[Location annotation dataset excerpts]
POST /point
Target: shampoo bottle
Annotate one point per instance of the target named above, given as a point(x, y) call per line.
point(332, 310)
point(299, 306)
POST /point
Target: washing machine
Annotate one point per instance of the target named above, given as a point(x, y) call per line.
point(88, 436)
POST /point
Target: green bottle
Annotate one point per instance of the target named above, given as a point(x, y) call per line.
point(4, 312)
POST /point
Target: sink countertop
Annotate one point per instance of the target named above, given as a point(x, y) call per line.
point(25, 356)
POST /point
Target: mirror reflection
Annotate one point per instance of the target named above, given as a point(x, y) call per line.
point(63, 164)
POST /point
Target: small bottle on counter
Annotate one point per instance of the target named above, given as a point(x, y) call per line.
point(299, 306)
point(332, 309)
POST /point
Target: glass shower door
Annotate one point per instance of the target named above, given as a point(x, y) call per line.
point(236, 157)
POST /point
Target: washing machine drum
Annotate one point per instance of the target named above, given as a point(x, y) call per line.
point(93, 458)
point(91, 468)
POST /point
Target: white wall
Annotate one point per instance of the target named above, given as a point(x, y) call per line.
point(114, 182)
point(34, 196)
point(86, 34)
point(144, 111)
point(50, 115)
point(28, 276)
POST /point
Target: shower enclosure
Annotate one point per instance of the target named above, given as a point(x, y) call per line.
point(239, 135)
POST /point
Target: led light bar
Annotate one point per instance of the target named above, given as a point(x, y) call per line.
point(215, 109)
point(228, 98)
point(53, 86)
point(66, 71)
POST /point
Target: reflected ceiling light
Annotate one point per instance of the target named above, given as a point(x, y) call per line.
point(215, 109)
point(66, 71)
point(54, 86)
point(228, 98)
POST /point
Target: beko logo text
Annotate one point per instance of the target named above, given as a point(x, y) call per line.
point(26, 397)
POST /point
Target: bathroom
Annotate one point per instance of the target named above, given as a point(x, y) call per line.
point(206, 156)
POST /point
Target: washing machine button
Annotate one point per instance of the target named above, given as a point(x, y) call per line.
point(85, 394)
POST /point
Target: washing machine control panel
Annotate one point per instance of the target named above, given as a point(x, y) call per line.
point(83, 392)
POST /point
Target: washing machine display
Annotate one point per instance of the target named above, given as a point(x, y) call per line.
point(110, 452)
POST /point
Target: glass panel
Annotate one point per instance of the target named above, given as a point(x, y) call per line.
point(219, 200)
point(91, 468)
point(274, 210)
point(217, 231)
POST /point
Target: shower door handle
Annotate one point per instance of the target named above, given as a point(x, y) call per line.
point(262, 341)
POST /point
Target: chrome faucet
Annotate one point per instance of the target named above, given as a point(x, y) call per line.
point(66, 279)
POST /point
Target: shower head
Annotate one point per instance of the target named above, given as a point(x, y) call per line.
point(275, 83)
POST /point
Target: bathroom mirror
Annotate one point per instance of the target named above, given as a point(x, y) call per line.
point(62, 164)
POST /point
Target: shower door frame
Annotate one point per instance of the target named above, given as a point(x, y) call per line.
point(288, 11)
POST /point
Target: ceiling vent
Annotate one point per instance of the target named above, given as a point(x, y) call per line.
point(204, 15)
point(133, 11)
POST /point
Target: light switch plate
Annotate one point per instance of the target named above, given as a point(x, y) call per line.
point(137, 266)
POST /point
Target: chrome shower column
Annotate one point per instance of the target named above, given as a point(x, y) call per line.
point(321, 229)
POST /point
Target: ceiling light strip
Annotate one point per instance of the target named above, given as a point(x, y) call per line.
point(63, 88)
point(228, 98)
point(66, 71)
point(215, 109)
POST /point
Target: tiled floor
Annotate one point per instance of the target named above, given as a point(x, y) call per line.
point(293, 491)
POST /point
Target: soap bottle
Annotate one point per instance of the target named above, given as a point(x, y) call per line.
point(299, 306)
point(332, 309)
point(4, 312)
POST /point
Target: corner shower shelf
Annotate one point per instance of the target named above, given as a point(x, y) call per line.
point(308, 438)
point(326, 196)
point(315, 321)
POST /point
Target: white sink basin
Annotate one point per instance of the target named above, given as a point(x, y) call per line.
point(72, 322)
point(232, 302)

...

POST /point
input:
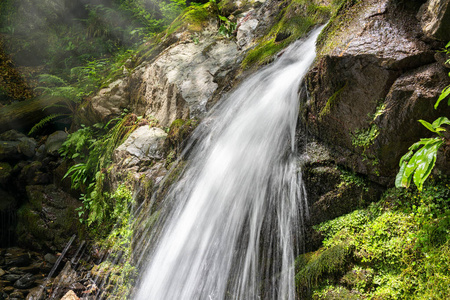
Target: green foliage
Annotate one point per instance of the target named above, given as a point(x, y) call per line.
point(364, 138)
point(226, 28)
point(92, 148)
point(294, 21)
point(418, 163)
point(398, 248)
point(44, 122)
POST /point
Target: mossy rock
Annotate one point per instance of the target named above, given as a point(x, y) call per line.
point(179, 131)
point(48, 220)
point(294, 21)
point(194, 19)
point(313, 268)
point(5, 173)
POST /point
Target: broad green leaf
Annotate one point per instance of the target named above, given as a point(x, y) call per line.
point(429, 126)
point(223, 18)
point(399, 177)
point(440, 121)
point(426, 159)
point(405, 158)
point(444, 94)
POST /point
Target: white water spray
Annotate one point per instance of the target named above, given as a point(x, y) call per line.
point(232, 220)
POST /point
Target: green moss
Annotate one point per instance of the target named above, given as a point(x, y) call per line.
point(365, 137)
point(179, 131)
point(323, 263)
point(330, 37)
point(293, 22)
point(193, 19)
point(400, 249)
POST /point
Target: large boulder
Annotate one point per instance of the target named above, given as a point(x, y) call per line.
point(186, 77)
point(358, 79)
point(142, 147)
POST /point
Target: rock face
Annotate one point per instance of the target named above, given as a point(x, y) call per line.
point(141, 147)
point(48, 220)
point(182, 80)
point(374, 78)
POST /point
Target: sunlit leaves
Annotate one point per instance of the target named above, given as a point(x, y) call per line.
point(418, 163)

==

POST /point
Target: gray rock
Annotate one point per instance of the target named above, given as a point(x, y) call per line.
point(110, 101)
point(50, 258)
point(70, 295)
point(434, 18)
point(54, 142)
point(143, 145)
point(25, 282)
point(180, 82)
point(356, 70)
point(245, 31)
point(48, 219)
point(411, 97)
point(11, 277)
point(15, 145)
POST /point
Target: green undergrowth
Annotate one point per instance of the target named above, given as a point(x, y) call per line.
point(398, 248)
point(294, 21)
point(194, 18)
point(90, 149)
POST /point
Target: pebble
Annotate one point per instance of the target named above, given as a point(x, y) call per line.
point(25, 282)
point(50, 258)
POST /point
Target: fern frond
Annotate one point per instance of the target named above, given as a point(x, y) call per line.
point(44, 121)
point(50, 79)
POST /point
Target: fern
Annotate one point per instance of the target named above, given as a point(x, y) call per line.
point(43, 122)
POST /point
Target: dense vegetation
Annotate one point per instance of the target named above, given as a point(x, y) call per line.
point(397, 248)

PROBLEM REQUIREMENTS: Please extract every line of the records above that contains the word "glass".

RESPONSE BELOW:
Target: glass shower door
Target: glass panel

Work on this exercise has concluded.